**Passage shown:**
● ● ● ● ●

In the Dresden Files series of books, which are set in Chicago, author Jim Butcher posits an entire world beneath the present-day city called Undertown. He says Chicago, being built on marshy ground, kept sinking. A road would be built, then sink, and another would be built on top of it — often with a latticework over the old one, making a tunnel out of the original road. Buildings were supposedly built with this sinking phenomenon in mind, with a fancy entrance on the second floor called a Chicago entrance. As the building sank into the ground, the second floor would become the ground floor, and the old ground floor would become the basement. I assume this isn't really happening, but I figured if anyone would know for sure, it'd be you. Please give me the Straight Dope on Chicago's Undertown.

— DogMom, via the Straight Dope Chicago Message Board

Cecil Adams replies:

You left out a few details, Mom: (1) The bestselling Dresden Files novels — ten have been published and an eleventh comes out next month — recount the adventures of Harry Dresden, who's a sort of private investigator, except that he's a wizard. Among other things, he helps Chicago's finest crack magic cases. (2) The section of Undertown beneath Wrigleyville is inhabited by malks, bobcatlike critters with claws sharper than surgical steel; and grendelkins, monsters who impregnate women with spawn that rip their way out of the mother's womb. (3) In one book, Dresden gets mugged by zombies in the Field Museum, kills an evil sorcerer, then reanimates Sue the tyrannosaurus and rides her up Lake Shore Drive to Evanston. So unless you're hanging with a way faster crowd than I am, you'd be hard put to claim Jim Butcher faithfully re-creates life in Chicago. However, having spoken with Butcher and done some further investigation, I'd say there's more to Undertown than you might think.

● ● ● ● ●

Dataset entries:

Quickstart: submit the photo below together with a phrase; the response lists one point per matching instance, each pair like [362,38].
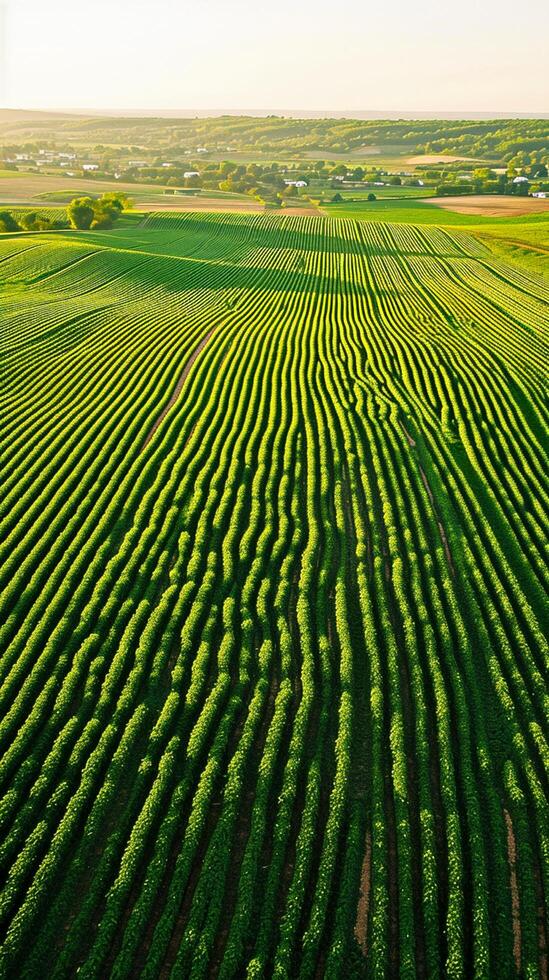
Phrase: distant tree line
[83,213]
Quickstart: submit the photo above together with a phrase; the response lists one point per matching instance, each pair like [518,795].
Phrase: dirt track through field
[492,205]
[512,851]
[178,387]
[361,925]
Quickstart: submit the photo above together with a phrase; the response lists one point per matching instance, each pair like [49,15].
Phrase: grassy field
[274,602]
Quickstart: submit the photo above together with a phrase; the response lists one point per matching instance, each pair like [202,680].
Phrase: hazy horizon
[133,58]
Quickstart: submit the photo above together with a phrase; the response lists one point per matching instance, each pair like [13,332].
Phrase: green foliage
[273,600]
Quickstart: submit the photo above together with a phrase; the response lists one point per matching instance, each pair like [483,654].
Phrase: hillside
[274,601]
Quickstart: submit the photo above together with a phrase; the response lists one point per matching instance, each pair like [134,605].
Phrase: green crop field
[273,599]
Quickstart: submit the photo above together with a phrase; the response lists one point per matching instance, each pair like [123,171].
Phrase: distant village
[204,167]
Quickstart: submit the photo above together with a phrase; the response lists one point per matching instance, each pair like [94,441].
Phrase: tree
[81,213]
[28,220]
[8,222]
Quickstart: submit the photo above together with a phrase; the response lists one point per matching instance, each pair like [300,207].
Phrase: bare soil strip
[441,530]
[361,924]
[411,442]
[515,902]
[178,387]
[492,205]
[198,204]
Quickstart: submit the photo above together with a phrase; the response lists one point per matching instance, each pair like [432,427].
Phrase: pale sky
[476,55]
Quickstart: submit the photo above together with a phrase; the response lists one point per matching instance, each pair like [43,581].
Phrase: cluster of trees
[82,213]
[100,213]
[29,221]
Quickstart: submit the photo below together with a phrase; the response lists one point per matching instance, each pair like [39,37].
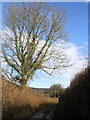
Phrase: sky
[77,26]
[76,47]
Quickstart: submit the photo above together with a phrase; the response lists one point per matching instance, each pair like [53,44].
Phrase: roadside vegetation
[23,102]
[74,100]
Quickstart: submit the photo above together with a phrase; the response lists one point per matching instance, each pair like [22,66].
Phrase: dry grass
[22,103]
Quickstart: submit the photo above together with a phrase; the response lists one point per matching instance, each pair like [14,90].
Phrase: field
[22,102]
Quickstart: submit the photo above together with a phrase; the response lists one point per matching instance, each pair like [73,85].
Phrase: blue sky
[77,26]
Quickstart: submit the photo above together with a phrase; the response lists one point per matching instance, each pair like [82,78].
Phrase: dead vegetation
[22,103]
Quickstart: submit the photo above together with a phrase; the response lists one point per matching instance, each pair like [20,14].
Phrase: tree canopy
[30,34]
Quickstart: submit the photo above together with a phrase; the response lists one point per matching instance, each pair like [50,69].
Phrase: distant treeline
[74,101]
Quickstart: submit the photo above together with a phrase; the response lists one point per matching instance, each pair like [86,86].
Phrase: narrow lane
[45,113]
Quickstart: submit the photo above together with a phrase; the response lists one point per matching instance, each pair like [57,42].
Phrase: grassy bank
[74,102]
[22,103]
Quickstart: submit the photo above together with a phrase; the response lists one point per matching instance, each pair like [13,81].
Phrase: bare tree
[31,31]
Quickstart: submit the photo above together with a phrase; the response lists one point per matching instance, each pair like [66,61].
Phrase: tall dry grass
[22,103]
[74,102]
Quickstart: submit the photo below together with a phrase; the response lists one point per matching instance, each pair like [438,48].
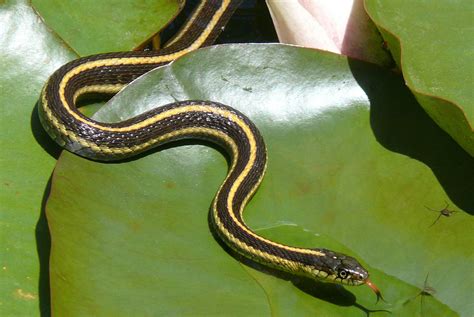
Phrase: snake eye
[343,274]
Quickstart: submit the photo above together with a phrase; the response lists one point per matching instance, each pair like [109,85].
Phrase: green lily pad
[29,52]
[428,41]
[351,168]
[121,25]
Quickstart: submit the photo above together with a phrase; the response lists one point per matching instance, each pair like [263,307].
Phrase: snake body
[211,121]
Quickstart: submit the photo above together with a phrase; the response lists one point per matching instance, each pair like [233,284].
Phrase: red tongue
[375,289]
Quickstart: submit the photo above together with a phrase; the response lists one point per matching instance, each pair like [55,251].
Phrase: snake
[235,133]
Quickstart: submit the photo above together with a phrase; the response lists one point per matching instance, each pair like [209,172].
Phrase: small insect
[426,291]
[443,212]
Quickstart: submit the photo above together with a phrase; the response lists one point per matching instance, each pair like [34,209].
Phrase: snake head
[339,268]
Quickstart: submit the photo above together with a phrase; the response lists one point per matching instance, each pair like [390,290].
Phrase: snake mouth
[374,288]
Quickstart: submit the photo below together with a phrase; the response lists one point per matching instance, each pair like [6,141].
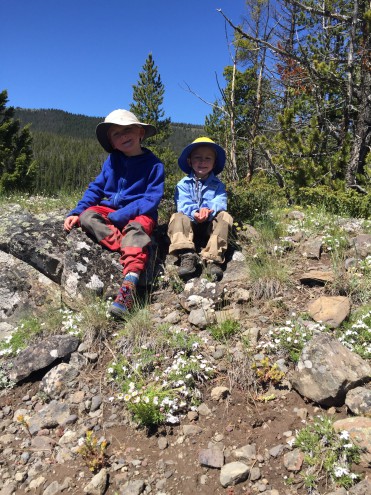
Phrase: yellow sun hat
[219,151]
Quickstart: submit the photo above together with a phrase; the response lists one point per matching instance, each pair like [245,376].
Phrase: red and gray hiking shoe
[124,300]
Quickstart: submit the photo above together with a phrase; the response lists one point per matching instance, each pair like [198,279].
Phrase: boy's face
[126,138]
[202,161]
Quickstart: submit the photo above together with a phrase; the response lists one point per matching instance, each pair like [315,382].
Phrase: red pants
[132,242]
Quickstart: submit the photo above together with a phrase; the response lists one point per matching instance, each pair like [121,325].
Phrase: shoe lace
[187,261]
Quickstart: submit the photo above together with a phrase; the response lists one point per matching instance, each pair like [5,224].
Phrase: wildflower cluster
[5,381]
[93,451]
[327,451]
[71,321]
[364,266]
[334,241]
[156,387]
[290,338]
[357,336]
[13,344]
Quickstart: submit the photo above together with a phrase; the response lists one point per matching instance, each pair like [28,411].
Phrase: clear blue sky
[83,56]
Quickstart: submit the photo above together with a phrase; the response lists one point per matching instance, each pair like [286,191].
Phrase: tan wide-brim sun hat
[203,141]
[120,117]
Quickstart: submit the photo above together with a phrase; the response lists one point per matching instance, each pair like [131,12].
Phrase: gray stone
[98,484]
[247,452]
[203,409]
[212,457]
[358,400]
[135,487]
[43,354]
[190,430]
[51,415]
[327,370]
[96,403]
[233,473]
[331,311]
[58,379]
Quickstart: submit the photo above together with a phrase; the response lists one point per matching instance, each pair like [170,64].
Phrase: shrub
[342,202]
[249,201]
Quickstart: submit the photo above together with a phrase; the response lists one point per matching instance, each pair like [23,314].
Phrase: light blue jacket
[191,194]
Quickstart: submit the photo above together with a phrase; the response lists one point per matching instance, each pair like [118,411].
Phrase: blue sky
[83,56]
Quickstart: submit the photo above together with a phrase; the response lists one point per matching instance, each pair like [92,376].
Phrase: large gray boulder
[327,371]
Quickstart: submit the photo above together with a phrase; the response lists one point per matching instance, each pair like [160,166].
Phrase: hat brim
[102,135]
[219,162]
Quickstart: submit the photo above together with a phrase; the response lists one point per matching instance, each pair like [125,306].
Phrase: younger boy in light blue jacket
[201,203]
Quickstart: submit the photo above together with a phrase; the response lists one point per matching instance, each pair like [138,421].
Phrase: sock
[132,277]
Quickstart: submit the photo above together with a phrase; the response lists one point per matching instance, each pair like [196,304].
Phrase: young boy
[119,208]
[201,203]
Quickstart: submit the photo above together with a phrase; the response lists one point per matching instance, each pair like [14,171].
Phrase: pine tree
[17,167]
[148,96]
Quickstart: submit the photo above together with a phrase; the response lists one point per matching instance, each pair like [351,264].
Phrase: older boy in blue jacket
[201,203]
[119,208]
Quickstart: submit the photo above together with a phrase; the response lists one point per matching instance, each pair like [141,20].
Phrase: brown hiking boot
[187,264]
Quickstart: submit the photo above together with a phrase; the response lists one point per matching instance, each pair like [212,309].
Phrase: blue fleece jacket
[130,185]
[191,194]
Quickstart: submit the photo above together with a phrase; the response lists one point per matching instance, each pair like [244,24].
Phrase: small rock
[212,457]
[97,485]
[233,473]
[190,430]
[218,393]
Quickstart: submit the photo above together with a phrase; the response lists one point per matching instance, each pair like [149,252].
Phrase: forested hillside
[66,149]
[80,126]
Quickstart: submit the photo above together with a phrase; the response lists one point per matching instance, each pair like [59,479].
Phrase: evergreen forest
[67,152]
[293,114]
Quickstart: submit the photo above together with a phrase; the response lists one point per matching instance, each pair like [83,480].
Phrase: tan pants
[183,234]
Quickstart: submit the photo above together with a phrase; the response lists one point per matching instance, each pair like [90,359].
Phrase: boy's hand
[202,215]
[70,222]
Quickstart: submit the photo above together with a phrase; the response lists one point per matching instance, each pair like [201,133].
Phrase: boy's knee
[135,236]
[224,216]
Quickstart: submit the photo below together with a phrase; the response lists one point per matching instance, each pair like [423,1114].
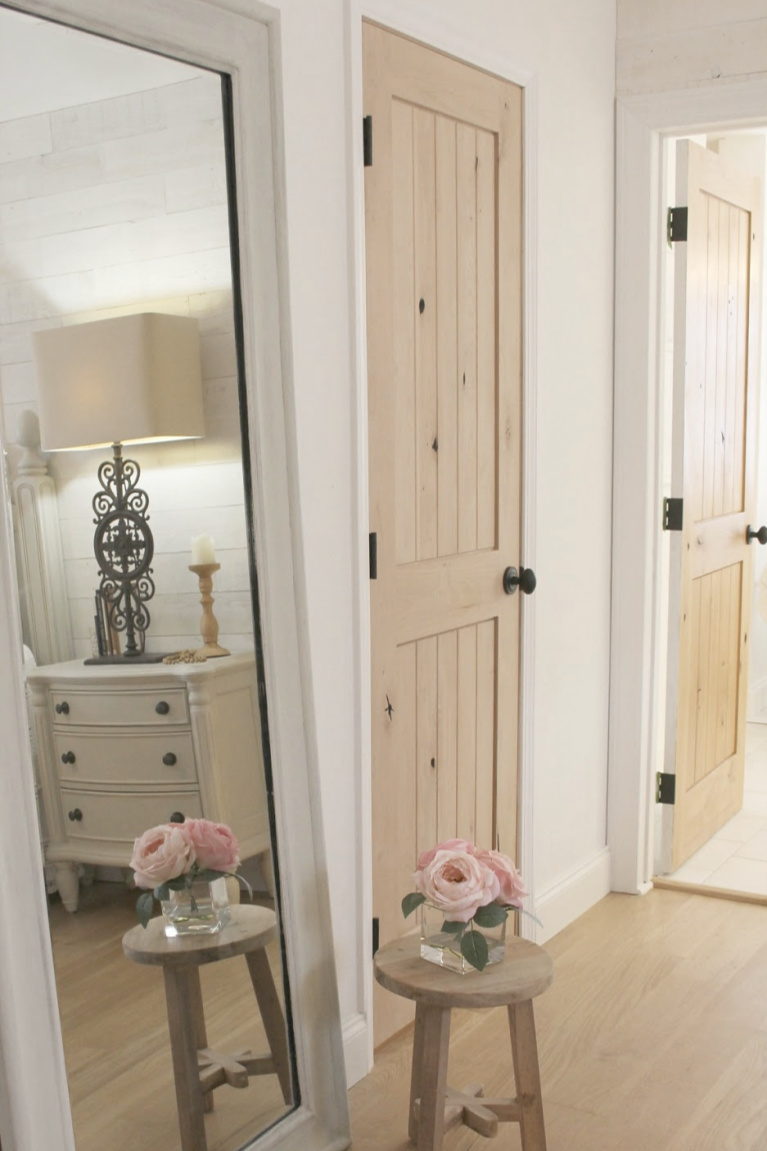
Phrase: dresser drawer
[128,759]
[106,816]
[100,707]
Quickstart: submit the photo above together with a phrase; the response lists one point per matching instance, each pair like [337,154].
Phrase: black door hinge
[367,142]
[676,225]
[372,543]
[665,787]
[673,515]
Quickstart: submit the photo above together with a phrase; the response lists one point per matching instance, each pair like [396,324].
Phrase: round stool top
[250,929]
[524,973]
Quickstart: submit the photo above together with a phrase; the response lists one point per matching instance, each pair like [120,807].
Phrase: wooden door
[715,373]
[443,226]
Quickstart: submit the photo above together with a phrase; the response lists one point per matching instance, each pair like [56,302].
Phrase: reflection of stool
[525,972]
[198,1069]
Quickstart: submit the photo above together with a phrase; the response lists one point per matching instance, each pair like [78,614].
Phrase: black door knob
[523,579]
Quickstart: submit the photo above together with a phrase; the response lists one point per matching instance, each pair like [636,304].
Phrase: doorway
[637,700]
[714,835]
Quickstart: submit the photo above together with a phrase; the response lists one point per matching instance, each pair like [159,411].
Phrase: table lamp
[131,379]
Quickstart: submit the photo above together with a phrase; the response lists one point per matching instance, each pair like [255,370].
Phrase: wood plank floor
[115,1035]
[653,1037]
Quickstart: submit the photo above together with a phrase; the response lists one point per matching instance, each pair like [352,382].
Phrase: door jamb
[399,16]
[636,653]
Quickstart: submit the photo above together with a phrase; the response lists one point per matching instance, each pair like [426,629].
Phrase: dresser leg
[68,884]
[524,1050]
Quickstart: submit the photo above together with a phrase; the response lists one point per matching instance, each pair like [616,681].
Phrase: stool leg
[433,1044]
[180,992]
[200,1031]
[260,976]
[524,1050]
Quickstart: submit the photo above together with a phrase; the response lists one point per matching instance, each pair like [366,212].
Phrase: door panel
[714,460]
[443,223]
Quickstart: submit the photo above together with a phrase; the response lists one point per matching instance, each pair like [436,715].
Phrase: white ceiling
[45,67]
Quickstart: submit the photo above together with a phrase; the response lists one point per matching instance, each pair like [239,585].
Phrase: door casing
[399,18]
[645,124]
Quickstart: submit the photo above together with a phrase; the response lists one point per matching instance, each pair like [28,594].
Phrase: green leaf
[411,901]
[473,948]
[490,916]
[144,907]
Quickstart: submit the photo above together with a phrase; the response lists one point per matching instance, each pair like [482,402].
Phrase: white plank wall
[663,45]
[119,206]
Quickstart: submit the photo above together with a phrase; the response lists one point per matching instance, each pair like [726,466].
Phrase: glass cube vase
[443,947]
[203,908]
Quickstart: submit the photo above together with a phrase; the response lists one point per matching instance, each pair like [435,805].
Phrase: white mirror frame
[35,1110]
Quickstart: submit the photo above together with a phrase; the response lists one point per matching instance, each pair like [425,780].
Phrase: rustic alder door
[443,231]
[715,372]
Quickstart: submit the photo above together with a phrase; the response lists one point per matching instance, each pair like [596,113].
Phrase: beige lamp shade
[133,379]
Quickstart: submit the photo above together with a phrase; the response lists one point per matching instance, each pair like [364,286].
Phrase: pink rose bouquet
[472,886]
[171,856]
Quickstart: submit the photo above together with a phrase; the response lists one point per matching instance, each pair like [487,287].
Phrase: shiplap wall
[663,45]
[113,207]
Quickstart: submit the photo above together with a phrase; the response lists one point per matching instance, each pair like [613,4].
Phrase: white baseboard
[571,894]
[357,1049]
[757,704]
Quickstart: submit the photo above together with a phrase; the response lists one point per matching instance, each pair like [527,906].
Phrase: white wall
[114,206]
[671,44]
[569,51]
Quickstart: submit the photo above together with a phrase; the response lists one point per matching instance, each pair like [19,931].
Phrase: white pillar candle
[203,550]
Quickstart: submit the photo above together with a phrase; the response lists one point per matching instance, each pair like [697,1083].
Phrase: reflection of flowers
[171,856]
[473,887]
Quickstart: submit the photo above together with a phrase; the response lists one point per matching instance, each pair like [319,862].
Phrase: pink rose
[508,877]
[461,845]
[214,845]
[160,854]
[457,883]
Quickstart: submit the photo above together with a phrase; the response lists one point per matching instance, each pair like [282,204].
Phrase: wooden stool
[197,1069]
[526,972]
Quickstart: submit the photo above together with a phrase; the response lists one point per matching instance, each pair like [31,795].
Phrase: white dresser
[121,748]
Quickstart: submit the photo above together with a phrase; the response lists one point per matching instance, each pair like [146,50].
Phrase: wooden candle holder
[209,624]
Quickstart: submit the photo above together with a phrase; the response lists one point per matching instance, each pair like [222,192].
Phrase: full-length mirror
[115,219]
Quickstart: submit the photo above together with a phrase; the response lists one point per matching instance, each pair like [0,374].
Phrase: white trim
[401,17]
[636,660]
[214,36]
[571,894]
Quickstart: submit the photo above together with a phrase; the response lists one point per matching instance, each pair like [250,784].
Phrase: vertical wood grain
[486,344]
[403,351]
[425,275]
[426,748]
[466,208]
[447,385]
[466,734]
[447,763]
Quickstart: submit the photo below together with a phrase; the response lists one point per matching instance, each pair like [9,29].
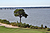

● ● ● ● ●

**Assignment:**
From the column on Chicago's Undertown, reproduce word for word the part that opens with the words containing "In the Dresden" and closes with "on Chicago's Undertown.".

**Completed exercise:**
In the Dresden Files series of books, which are set in Chicago, author Jim Butcher posits an entire world beneath the present-day city called Undertown. He says Chicago, being built on marshy ground, kept sinking. A road would be built, then sink, and another would be built on top of it — often with a latticework over the old one, making a tunnel out of the original road. Buildings were supposedly built with this sinking phenomenon in mind, with a fancy entrance on the second floor called a Chicago entrance. As the building sank into the ground, the second floor would become the ground floor, and the old ground floor would become the basement. I assume this isn't really happening, but I figured if anyone would know for sure, it'd be you. Please give me the Straight Dope on Chicago's Undertown.